• [TEXTE À LIRE]
Comment la socialisation articule-t-elle l'individuel et le collectif ?

Pour revenir au sommaire des SES, c'est ici...    et pour la version affichant une question par sous-partie, c'est par là...    (droits réservés)


Accroche   Robin Crusoé, seul sur son île déserte, est un personnage de fiction. Nous dépendons les uns des autres pour satisfaire nos besoins les plus fondamentaux, y compris psychologiques. L'être humain ne peut pas vivre durablement en dehors de la société qu'il forme avec d'autres. Cela pose le problème de l'articulation des comportements individuels les uns avec les autres, et par rapport aux besoins et aux objectifs de la collectivité dans son ensemble.

Définition de mot-clé
   - socialisation :  intériorisation, par les individus qui en sont membres, des façons de penser dans un groupe social (valeurs), ainsi que des comportements qui y sont attendus selon le rôle de chacun (normes); il est habituel de distinguer la socialisation primaire, dans l'enfance, de la socialisation secondaire tout au long de la vie

Rappel : il faut toujours annoncer en fin d'introduction les titres des parties principales du développement, juste après avoir posé explicitement la question du sujet. Il est souhaitable de reformuler cette dernière plutôt que de la recopier telle quelle dans l'introduction, et il faut si possible y associer une problématique, c'est-à-dire la décomposer en deux, trois ou quatre questions.

• [EXTRAIT DE DONNÉES]
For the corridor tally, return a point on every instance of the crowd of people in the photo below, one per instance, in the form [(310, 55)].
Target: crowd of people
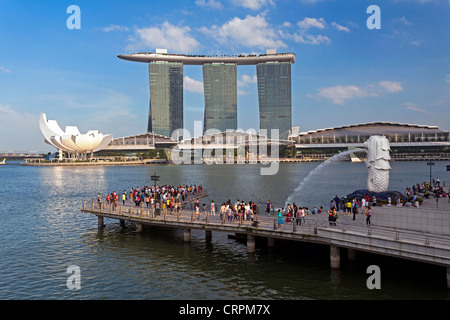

• [EXERCICES PROPOSÉS]
(1) Recopiez fidèlement le texte sur la socialisation, depuis « Comment la socialisation » jusqu'à « dans son ensemble. » inclus.
(2) Présentez sous forme de liste le paragraphe du texte sur la socialisation qui commence par « Rappel : il faut toujours annoncer », en conservant ses informations essentielles.

• [EXERCICES CORRIGÉS]
(1)
Comment la socialisation articule-t-elle l'individuel et le collectif ?

Pour revenir au sommaire des SES, c'est ici...    et pour la version affichant une question par sous-partie, c'est par là...    (droits réservés)


Accroche   Robin Crusoé, seul sur son île déserte, est un personnage de fiction. Nous dépendons les uns des autres pour satisfaire nos besoins les plus fondamentaux, y compris psychologiques. L'être humain ne peut pas vivre durablement en dehors de la société qu'il forme avec d'autres. Cela pose le problème de l'articulation des comportements individuels les uns avec les autres, et par rapport aux besoins et aux objectifs de la collectivité dans son ensemble.

(2)
- Annoncer, en fin d'introduction, les titres des parties principales du développement.
- Le faire juste après avoir posé explicitement la question du sujet.
- Reformuler cette question plutôt que de la recopier telle quelle.
- Si possible, y associer une problématique, c'est-à-dire la décomposer en deux, trois ou quatre questions.